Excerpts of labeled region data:
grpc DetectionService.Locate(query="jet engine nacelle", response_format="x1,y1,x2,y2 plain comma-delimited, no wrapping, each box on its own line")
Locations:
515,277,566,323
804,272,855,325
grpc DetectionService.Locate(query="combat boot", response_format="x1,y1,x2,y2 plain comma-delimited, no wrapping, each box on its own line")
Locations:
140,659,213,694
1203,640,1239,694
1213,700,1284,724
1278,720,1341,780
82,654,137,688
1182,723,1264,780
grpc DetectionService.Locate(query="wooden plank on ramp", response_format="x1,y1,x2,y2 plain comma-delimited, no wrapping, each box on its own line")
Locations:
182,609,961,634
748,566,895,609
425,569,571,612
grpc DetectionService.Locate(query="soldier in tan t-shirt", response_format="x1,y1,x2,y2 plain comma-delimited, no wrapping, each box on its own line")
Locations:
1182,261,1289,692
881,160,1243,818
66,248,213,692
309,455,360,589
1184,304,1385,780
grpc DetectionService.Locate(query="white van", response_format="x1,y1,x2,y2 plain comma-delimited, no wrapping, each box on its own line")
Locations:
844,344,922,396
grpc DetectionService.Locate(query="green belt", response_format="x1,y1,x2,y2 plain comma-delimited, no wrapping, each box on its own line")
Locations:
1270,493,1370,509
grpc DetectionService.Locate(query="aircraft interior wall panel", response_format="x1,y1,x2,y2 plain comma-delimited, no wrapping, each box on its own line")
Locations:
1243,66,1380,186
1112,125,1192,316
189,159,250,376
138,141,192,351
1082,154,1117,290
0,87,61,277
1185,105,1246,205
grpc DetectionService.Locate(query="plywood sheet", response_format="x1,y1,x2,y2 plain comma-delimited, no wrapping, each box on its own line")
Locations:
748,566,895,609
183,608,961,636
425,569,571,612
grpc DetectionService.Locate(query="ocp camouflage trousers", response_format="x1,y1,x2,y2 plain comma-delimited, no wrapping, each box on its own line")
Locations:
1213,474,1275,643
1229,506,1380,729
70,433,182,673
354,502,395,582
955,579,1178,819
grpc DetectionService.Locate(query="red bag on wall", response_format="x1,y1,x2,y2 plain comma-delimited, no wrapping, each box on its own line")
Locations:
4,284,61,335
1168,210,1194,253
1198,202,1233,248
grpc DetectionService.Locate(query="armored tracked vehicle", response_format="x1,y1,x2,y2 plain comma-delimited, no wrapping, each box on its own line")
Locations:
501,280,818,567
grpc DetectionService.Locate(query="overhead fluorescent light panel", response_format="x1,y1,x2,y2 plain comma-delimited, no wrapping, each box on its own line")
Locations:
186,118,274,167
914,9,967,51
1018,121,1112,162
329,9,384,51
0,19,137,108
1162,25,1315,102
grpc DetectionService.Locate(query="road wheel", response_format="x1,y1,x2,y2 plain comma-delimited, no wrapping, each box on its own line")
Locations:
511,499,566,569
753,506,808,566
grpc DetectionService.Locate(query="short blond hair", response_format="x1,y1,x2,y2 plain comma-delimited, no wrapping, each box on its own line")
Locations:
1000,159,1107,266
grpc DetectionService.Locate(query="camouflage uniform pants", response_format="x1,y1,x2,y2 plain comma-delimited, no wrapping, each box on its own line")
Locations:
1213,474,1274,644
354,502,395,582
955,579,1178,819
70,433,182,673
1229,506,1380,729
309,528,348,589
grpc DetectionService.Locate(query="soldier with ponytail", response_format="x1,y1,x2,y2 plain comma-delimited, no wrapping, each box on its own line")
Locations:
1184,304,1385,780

- _Written request_: Set out every line of all the items above as one numbered list, leaving out any blank lines.

- _Answer to the problem_:
1. grpc DetectionService.Locate(query="jet engine nacelle", response_format="x1,y1,x2,y2 plain comma-delimited, no wrapping, each box on its own line")
2. Locations:
3. 515,277,566,323
4. 804,272,855,325
5. grpc DetectionService.Locate(query="combat boot", response_format="x1,y1,x2,y2 plain comma-delimited, no wrapping, each box on its own line")
6. Locations:
7. 140,659,213,694
8. 1203,640,1239,694
9. 1213,700,1284,724
10. 1278,720,1341,780
11. 82,654,137,688
12. 1182,723,1264,780
13. grpc DetectionService.Locate(query="wooden plank on ramp", response_format="x1,y1,x2,y2 plain comma-delimited, no wrapping, each box on its own line")
14. Locations:
15. 182,609,961,634
16. 748,566,895,609
17. 425,569,571,612
18. grpc DetectionService.Locate(query="soldier in tan t-shirt", response_format="x1,y1,x2,y2 plain comma-delimited, no wrapping, each box on its own line")
19. Locations:
20. 1182,261,1289,692
21. 881,160,1243,818
22. 66,248,213,692
23. 309,455,360,589
24. 1184,304,1385,780
25. grpc DetectionService.Locate(query="white van", response_format="x1,y1,x2,y2 plain comma-delimited, no wrapping, each box on its own line")
26. Locations:
27. 844,344,922,396
28. grpc DetectionService.Locate(query="green belt", response_format="x1,y1,x2,y2 plain comma-delimited, no wrapping, each box on its own line")
29. Locations:
30. 1270,493,1370,509
31. grpc DetectionService.Locate(query="aircraft interior wall panel", response_format="x1,y1,x2,y2 plain comma-delimited, no wrapping, each box on its own line")
32. Locations:
33. 1243,66,1380,186
34. 1112,125,1192,316
35. 189,159,250,376
36. 138,141,192,351
37. 1082,154,1117,290
38. 0,87,61,277
39. 1185,105,1246,205
40. grpc DetectionService.Locate(query="plywood sheet", response_format="x1,y1,x2,y2 plain comma-delimited, no wrapping, each box on its own line")
41. Locations:
42. 748,566,895,609
43. 183,608,961,636
44. 425,569,571,612
45. grpc DetectionService.Locate(query="ocp camouflage trousers", response_format="x1,y1,x2,y2 plain comma-delimited, no wrapping, each box on its own line")
46. Locations:
47. 1213,474,1275,643
48. 1229,506,1380,729
49. 70,433,182,673
50. 354,502,395,582
51. 955,579,1178,819
52. grpc DetectionService.Locate(query="red bag on wall", response_format="x1,y1,x2,y2 plain comma-delimited, no wrapping, each box on its own line")
53. Locations:
54. 4,284,61,335
55. 1168,210,1194,253
56. 1198,202,1233,248
57. grpc DetectionService.Locate(query="armored tracked vehicle", response_format="x1,y1,x2,y2 plain comma-delimited, no wrapping, each box on its own line")
58. Locations:
59. 501,280,818,567
60. grpc DetectionService.Locate(query="overhead fluorescent light panel", response_format="x1,y1,x2,y2 plain comma-delimited, no wrapping, each box on its own line")
61. Locations:
62. 186,118,274,167
63. 914,9,967,51
64. 1018,121,1112,162
65. 329,9,384,51
66. 0,19,137,108
67. 1162,25,1315,102
68. grpc DetectionService.Locate(query="road wheel", response_format="x1,y1,x2,y2 plain comma-delimited, no wrapping, each box on its own line")
69. Locations:
70. 511,499,566,569
71. 753,506,808,566
72. grpc DetectionService.Locate(query="short blond hair", response_format="x1,y1,x2,y2 plain comma-delimited, no wrapping, each box on its own line")
73. Locations:
74. 1000,159,1107,266
75. grpc DetectionService.Locate(query="camouflage uniform pants", response_format="x1,y1,x2,y2 plain comma-delimited, no wrapping, each box on its own line")
76. Locations:
77. 1213,474,1274,644
78. 354,502,395,582
79. 955,579,1178,819
80. 70,433,182,673
81. 1229,506,1380,729
82. 309,528,348,589
83. grpc DetectionService.Locate(query="soldier with ponytail", response_format="x1,y1,x2,y2 plain comma-delimited, no wrapping, each box on its own line")
84. Locations:
85. 1184,304,1385,780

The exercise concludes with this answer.